[Referring expression data]
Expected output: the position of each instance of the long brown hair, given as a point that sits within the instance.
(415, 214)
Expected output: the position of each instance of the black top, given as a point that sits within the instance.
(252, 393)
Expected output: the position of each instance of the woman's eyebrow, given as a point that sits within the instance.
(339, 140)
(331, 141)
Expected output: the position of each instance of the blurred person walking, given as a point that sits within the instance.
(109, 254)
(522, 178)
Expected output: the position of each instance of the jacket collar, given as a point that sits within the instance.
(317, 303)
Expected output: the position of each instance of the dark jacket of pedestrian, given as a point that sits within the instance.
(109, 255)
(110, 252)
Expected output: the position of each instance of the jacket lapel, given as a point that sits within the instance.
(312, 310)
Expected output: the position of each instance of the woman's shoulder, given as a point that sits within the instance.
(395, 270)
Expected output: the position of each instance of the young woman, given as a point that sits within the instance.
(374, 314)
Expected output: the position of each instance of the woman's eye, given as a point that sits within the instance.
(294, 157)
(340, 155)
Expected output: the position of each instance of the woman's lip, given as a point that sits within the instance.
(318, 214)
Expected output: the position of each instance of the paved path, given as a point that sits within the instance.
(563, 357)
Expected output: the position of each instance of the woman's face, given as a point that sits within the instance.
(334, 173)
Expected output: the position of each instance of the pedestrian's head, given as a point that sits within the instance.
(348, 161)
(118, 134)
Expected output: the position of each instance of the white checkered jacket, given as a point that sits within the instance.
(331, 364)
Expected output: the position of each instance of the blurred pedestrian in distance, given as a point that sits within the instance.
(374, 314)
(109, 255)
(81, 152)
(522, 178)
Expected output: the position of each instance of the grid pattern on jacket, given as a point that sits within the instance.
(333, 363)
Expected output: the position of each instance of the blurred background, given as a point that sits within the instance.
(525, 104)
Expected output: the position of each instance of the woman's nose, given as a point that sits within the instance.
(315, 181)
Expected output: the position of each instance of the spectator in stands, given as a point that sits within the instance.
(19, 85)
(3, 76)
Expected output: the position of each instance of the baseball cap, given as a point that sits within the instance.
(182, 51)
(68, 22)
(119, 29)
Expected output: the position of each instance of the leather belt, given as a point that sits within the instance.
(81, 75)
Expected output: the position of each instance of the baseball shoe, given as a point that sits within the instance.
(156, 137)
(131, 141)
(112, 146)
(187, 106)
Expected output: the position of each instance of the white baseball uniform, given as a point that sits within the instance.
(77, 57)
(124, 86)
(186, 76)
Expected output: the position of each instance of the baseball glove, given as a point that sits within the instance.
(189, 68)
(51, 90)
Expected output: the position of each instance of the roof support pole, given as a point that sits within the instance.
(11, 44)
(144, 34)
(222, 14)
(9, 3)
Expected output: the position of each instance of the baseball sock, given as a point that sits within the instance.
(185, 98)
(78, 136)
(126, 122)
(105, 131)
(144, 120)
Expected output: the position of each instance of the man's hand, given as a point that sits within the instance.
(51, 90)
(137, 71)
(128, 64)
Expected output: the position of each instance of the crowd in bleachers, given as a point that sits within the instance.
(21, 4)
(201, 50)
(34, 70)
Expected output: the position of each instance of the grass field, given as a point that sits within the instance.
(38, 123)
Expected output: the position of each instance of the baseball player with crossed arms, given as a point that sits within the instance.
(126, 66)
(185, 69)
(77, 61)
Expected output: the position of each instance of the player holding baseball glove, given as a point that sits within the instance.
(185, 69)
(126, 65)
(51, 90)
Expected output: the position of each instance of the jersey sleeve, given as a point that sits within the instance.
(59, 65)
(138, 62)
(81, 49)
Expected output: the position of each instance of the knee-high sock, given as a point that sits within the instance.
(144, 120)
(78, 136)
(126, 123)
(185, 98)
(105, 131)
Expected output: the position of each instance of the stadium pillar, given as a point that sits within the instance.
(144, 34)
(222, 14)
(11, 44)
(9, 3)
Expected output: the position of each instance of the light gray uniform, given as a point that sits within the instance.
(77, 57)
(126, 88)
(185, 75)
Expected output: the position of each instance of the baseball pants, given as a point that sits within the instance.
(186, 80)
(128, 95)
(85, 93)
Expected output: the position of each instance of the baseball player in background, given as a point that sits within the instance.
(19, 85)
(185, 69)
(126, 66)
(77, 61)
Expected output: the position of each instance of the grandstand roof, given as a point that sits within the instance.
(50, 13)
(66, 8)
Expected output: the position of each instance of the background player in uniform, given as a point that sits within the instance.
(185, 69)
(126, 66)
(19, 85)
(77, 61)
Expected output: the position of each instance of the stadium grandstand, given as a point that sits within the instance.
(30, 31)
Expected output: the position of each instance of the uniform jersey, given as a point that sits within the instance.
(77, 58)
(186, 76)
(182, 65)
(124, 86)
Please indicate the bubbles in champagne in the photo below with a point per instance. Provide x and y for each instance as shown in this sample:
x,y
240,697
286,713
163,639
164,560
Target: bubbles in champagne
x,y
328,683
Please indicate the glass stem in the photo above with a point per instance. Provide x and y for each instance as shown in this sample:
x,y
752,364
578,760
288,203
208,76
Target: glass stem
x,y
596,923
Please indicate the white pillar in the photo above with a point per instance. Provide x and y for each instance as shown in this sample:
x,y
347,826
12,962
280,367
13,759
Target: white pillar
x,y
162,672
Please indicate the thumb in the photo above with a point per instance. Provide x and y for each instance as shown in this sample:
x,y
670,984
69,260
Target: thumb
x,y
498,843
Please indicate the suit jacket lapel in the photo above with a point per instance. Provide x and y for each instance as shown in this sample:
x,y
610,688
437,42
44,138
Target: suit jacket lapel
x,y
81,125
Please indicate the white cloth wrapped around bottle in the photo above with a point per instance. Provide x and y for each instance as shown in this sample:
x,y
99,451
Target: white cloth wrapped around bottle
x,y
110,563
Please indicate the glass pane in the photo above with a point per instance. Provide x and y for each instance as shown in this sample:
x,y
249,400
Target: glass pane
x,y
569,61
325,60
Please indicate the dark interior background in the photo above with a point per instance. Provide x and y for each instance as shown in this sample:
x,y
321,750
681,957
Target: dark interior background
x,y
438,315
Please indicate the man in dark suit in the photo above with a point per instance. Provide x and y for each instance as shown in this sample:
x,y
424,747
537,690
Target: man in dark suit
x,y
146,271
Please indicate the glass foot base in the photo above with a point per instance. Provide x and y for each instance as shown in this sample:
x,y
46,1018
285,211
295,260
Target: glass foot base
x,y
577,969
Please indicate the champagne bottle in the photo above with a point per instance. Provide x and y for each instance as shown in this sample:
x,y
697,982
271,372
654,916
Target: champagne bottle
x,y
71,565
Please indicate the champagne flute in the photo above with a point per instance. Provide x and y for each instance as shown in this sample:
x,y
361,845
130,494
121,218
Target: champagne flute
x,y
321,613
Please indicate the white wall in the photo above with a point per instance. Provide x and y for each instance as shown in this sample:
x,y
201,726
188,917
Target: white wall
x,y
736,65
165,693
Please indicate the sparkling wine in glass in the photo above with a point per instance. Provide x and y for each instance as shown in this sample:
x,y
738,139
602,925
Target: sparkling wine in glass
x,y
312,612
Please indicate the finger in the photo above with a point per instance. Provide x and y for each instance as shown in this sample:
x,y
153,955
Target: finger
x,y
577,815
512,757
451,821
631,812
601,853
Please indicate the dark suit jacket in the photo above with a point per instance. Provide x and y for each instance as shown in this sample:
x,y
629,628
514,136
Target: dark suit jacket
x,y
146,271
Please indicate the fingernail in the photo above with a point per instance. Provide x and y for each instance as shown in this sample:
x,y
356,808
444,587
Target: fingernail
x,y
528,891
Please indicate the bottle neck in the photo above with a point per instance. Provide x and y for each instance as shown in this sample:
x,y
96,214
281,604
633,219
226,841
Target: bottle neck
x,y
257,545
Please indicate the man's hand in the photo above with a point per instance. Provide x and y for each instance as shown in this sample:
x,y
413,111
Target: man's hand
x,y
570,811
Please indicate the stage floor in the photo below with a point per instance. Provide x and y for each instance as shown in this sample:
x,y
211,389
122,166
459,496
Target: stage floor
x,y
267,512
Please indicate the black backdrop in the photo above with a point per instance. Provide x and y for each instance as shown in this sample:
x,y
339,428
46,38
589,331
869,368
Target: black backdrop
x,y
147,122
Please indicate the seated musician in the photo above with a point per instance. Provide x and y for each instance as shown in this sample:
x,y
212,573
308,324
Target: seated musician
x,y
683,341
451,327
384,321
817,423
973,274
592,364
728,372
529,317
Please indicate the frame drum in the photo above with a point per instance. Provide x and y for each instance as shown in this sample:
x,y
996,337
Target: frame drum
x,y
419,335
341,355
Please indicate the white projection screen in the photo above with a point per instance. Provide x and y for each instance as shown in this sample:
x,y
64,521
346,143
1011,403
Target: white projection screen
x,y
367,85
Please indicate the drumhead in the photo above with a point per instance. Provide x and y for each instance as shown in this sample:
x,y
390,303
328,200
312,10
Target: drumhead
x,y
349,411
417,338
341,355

> THE PROBLEM: Return every line from the entries above that includes the word "below".

> SOLUTION TO THIS PROBLEM:
Please indicate the bubbles in champagne in the photo below with a point per instance. Provide x and y for each instance as shown in this sample:
Please indicate the stage floor in the photo below with a point per instance. Provide x and y for each instance as shown in this sample:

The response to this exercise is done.